Dataset extract
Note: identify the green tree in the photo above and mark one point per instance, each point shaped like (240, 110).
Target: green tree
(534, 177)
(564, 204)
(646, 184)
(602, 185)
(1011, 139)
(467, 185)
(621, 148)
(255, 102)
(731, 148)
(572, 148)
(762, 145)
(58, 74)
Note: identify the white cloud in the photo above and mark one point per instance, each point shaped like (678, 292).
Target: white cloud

--

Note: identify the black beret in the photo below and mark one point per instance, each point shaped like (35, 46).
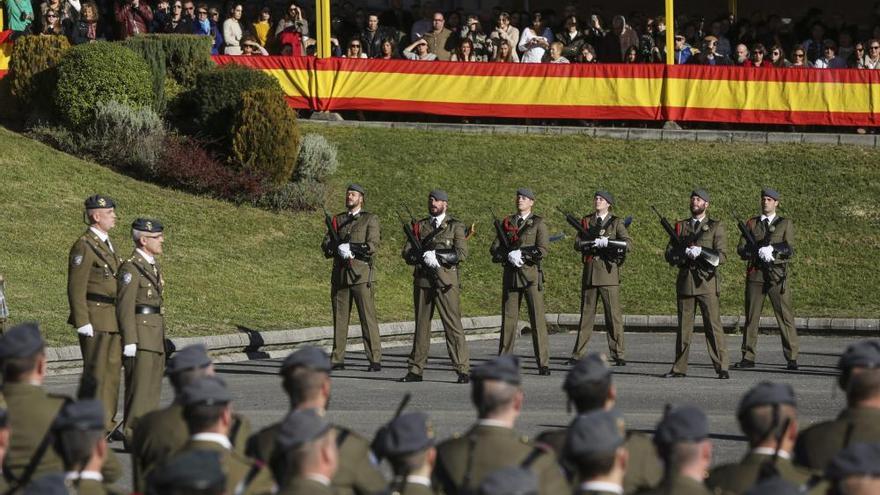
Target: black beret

==

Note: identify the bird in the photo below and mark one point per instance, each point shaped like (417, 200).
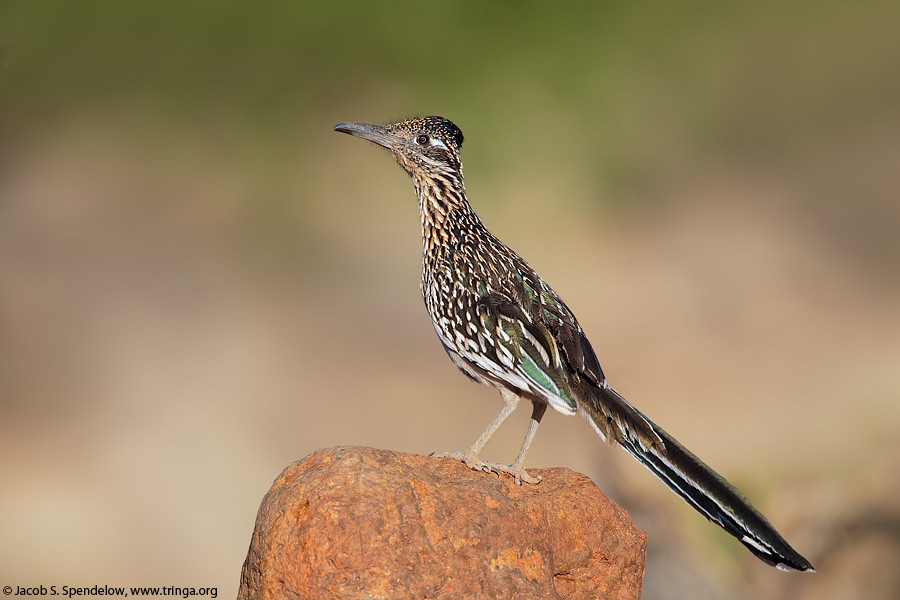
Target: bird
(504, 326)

Task to complete
Reproduce the lines of the listing between the one holding "Note: identify the black" and the one holding "Target: black beret", inclusive, replacing "black beret" with "red beret" and changing nothing else. Leave the picture out of your answer.

Written reply
Note: identify the red beret in the photo below and mark one point per instance, each point shaped like (35, 46).
Target: red beret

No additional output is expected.